Task to carry out: Reproduce the material below word for word, leaving out the pictures.

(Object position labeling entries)

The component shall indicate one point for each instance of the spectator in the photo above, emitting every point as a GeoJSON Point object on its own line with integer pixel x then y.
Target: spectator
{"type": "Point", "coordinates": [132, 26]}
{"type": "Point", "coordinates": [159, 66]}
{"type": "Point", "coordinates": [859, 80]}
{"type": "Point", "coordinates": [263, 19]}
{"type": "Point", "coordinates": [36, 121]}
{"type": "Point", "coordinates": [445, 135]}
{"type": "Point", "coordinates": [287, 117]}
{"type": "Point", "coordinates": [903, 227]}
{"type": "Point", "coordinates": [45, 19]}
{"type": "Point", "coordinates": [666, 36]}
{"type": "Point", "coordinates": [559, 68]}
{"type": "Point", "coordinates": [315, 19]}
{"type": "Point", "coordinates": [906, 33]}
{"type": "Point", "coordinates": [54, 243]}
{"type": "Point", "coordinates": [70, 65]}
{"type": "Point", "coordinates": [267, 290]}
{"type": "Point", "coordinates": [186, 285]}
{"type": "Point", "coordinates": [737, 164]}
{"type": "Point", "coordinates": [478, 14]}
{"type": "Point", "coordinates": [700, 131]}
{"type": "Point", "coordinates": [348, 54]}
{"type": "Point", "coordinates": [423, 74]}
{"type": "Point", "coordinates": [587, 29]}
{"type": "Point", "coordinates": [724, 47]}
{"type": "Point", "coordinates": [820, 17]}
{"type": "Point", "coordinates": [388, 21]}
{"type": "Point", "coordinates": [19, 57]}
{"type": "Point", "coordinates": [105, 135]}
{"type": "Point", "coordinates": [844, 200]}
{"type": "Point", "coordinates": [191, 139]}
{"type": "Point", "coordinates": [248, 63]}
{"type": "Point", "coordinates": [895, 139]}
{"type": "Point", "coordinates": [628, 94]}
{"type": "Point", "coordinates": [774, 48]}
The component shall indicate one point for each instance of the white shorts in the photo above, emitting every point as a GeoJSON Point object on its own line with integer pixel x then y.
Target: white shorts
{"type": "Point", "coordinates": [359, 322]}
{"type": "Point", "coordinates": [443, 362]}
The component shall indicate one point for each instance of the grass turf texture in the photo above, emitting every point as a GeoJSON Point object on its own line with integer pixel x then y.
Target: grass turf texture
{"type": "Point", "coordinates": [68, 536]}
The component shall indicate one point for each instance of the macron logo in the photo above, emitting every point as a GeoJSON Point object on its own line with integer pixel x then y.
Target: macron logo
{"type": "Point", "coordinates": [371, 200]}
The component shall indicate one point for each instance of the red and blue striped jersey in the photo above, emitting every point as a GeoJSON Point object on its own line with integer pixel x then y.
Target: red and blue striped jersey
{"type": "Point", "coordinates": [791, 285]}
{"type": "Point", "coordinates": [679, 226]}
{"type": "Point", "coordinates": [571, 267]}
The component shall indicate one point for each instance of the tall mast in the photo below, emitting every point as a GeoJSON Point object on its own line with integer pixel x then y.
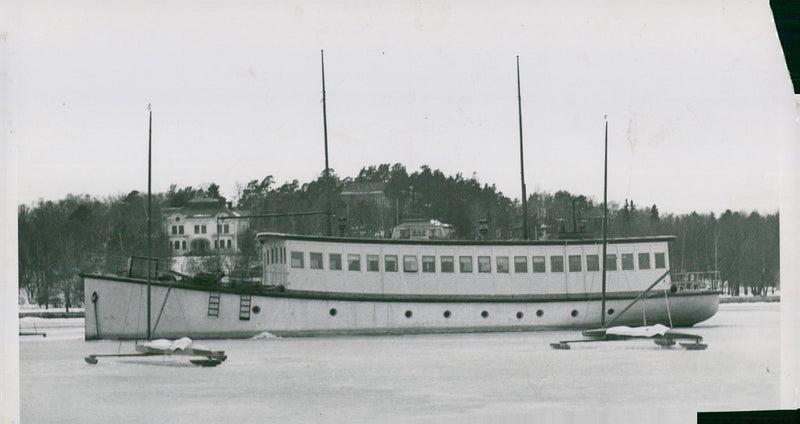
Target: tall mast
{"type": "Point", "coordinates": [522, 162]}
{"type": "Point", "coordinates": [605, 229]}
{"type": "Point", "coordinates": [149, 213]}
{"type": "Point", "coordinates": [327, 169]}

Problem solution:
The component shall indicate one point for each instance of the spectator in the photo above, emitting every point as a GeoJSON Point object on its own line with integer pixel x then y.
Target: spectator
{"type": "Point", "coordinates": [132, 26]}
{"type": "Point", "coordinates": [159, 66]}
{"type": "Point", "coordinates": [859, 80]}
{"type": "Point", "coordinates": [263, 19]}
{"type": "Point", "coordinates": [36, 121]}
{"type": "Point", "coordinates": [445, 135]}
{"type": "Point", "coordinates": [287, 117]}
{"type": "Point", "coordinates": [903, 227]}
{"type": "Point", "coordinates": [45, 19]}
{"type": "Point", "coordinates": [666, 36]}
{"type": "Point", "coordinates": [559, 68]}
{"type": "Point", "coordinates": [315, 19]}
{"type": "Point", "coordinates": [906, 33]}
{"type": "Point", "coordinates": [54, 243]}
{"type": "Point", "coordinates": [70, 65]}
{"type": "Point", "coordinates": [267, 290]}
{"type": "Point", "coordinates": [186, 285]}
{"type": "Point", "coordinates": [737, 164]}
{"type": "Point", "coordinates": [478, 14]}
{"type": "Point", "coordinates": [700, 131]}
{"type": "Point", "coordinates": [348, 54]}
{"type": "Point", "coordinates": [423, 74]}
{"type": "Point", "coordinates": [587, 29]}
{"type": "Point", "coordinates": [724, 47]}
{"type": "Point", "coordinates": [820, 17]}
{"type": "Point", "coordinates": [388, 21]}
{"type": "Point", "coordinates": [19, 57]}
{"type": "Point", "coordinates": [105, 135]}
{"type": "Point", "coordinates": [844, 200]}
{"type": "Point", "coordinates": [191, 139]}
{"type": "Point", "coordinates": [248, 63]}
{"type": "Point", "coordinates": [895, 139]}
{"type": "Point", "coordinates": [628, 94]}
{"type": "Point", "coordinates": [774, 48]}
The component shall indicate one point for each instance of the white shorts in the photo above, emitting every point as a GeoJSON Point object on its own line with integer pixel x then y.
Target: white shorts
{"type": "Point", "coordinates": [359, 322]}
{"type": "Point", "coordinates": [443, 362]}
The component shall indicate one point for each instance of the grass turf texture in the photo above, emitting every point as a GeoJSON Point object on its own line with integer pixel x then y.
Target: grass turf texture
{"type": "Point", "coordinates": [68, 536]}
The component shall indicate one point for each instance of the macron logo in the photo above, emitting every point as a GeoJSON Point object on its own line with integer pixel x then y.
Target: macron logo
{"type": "Point", "coordinates": [371, 200]}
The component shall indicate one point for each instance of the red and blue striped jersey in the photo above, emitting every point as a GeoJSON Point object on its own line with integer pixel x then y.
Target: red and blue striped jersey
{"type": "Point", "coordinates": [791, 285]}
{"type": "Point", "coordinates": [679, 226]}
{"type": "Point", "coordinates": [571, 267]}
The component shall indicate one point for each instance of the tall mast in the photo below, emitting every point as a GeoJSON Point object on its own line with integer pixel x then y.
Target: tall mast
{"type": "Point", "coordinates": [522, 162]}
{"type": "Point", "coordinates": [605, 229]}
{"type": "Point", "coordinates": [149, 213]}
{"type": "Point", "coordinates": [327, 169]}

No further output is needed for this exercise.